В 1922 году Федотов оставляет университет и возвращается в Петроград, где начинает работать переводчиком иностранной литературы только в частных издательствах. Переводы дают высокие заработки, но положение человека «вольной профессии» в советской государственной системе очень неустойчиво. К тому же духовная атмосфера в Петрограде уже не та.

Федотов возвращается в «братство», которое тогда особенно остро переживает период внутреннего брожения. Часть членов кружка, преимущественно евреи, принимая крещение, попадали под влияние крестивших их священников. Священники же подозревали и обличали Мейера в «Мережковских» ересях. В этой обстановке Федотову была необходима твердая опора. По совету друга Федотов обращается к протоиерею Тимофею Налимову. Отец Тимофей занимал особенное, если не сказать центральное, положение в петербургской иерархии. Бывший преподаватель, а затем свободно избранный ректор Петербургской духовной академии, он вынужден был ее оставить вместе с Карташевым и долгое время, являясь духовником митрополита Вениамина, служил младшим священником Казанского собора. После расстрела митрополита Вениамина, допросов и сидения по тюрьмам у протоиерея Тимофея вынудили обещание не принимать участия в публичных богослужениях и никого не допускать на его домашние службы. Отец Тимофей считал своим долгом соблюдать данное им слово. У себя он мог только исповедовать, и когда к нему обратился Федотов, отец Тимофей посоветовал ему причащаться у своего духовного сына протоиерея Леонида Богоявленского. Так – воцерковлением – завершилось возвращение Федотова к православию. Но это не было тем, что связывало всех членов кружка Мейера. Кружок, несмотря на опасности, разрастался по всей России, утрачивая единое общение.

__ВЫДЕРЖКИ ИЗ СТРОК__.

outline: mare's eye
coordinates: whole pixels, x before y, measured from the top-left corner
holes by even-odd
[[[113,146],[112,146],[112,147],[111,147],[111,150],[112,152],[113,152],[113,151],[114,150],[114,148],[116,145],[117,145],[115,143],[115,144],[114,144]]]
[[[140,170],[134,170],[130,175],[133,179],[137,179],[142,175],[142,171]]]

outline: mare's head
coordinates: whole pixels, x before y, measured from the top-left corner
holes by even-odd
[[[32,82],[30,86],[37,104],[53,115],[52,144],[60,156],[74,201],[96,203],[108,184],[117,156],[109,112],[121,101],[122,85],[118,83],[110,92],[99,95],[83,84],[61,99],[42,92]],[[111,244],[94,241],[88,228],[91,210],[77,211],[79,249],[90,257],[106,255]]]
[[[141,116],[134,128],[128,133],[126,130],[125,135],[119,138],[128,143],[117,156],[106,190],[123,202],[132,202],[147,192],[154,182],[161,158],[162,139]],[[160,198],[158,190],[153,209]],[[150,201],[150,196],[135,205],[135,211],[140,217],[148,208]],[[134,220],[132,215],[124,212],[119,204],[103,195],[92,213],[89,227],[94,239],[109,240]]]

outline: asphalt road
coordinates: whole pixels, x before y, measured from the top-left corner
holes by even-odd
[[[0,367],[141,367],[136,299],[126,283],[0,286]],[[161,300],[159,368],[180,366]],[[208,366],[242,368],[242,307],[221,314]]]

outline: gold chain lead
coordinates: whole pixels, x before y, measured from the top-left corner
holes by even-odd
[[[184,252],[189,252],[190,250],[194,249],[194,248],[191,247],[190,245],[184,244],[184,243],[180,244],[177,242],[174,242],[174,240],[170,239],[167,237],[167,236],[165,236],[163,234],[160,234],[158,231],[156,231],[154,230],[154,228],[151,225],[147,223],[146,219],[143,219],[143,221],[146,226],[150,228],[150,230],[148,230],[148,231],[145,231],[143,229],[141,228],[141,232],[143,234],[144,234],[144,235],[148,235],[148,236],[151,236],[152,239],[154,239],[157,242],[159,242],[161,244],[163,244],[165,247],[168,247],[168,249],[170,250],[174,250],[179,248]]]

__ЗАДАНИЯ__.
**A)** Соберите все строки, в которых встречается слово «outline».
**B)** Подхватите текст о возвращении Федотова в Петроград и продолжите его, начиная после последнего приведенного предложения.

__ОТВЕТЫ ПО ПОРЯДКУ__.
**A)**
outline: mare's eye
outline: mare's head
outline: asphalt road
outline: gold chain lead

**B)**
Духовная жажда усиливала и умственные запросы Федотова, которые никак не могли удовлетворяться переводами романов с французского и немецкого. Наш мыслитель выступает одним из инициаторов создания и редактором-издателем журнала «Свободные голоса», где его голос – ведущий. Но выпустить удалось только один номер (1918, № 1). Появляется несколько статей Федотова по истории средневековой культуры. Наконец, в серии «Образы человечества» выходит очень талантливо написанная брошюра об Абеляре – первая и последняя в России монография Федотова. Но уже статья «Утопия Данте» не была пропущена. Русскому мыслителю, привыкшему к приволью и благородству старой культуры, становится трудно дышать в ином воздухе.

Федотов так и не нашел места в Советской России. Мучительно созревает решение покинуть родину. В те годы ненадолго открывается возможность выезжать за границу без командировок, рекомендаций, поручительств и прочих препятствий. От университета Федотов отошел, и никакие внешние связи и обязательства его уже не удерживали. Но будущее за пределами России было очень неопределенным и мало обнадеживающим. Однако предостережения о материальных трудностях Федотова не могли остановить. Выезд отяжелялся тем, что друзья по кружку Мейера не поддерживали его в этом намерении: «Торчи, где воткнут». Все же в 1925 году Федотов уезжает за границу, волею судьбы избежав трагической участи своих товарищей и самого Мейера. Один из членов «братства» оказался доносчиком, и в 1929 году оно было разгромлено. Членов кружка судили по делу организации «Воскресение», к которому привлекли около ста человек. Ни «просоциалистические» настроения, ни политическая «лояльность» кружка не повлияли на приговор. Мейер был приговорен к расстрелу. Только благодаря заступничеству его друга, большевика Енукидзе, впоследствии расстрелянного, расстрел заменили десятью годами Соловков и Беломорканалом. Большинство других членов умерло на каторге или исчезло в лагерях.

Федотову при помощи профессора Фердинанда Лота удалось получить французскую визу. Свой отъезд Федотов мотивировал желанием заниматься средневековой историей в библиотеках Европы. И в начале сентября 1925 года на пароходе, идущем на Штеттин, он навсегда покидает Россию.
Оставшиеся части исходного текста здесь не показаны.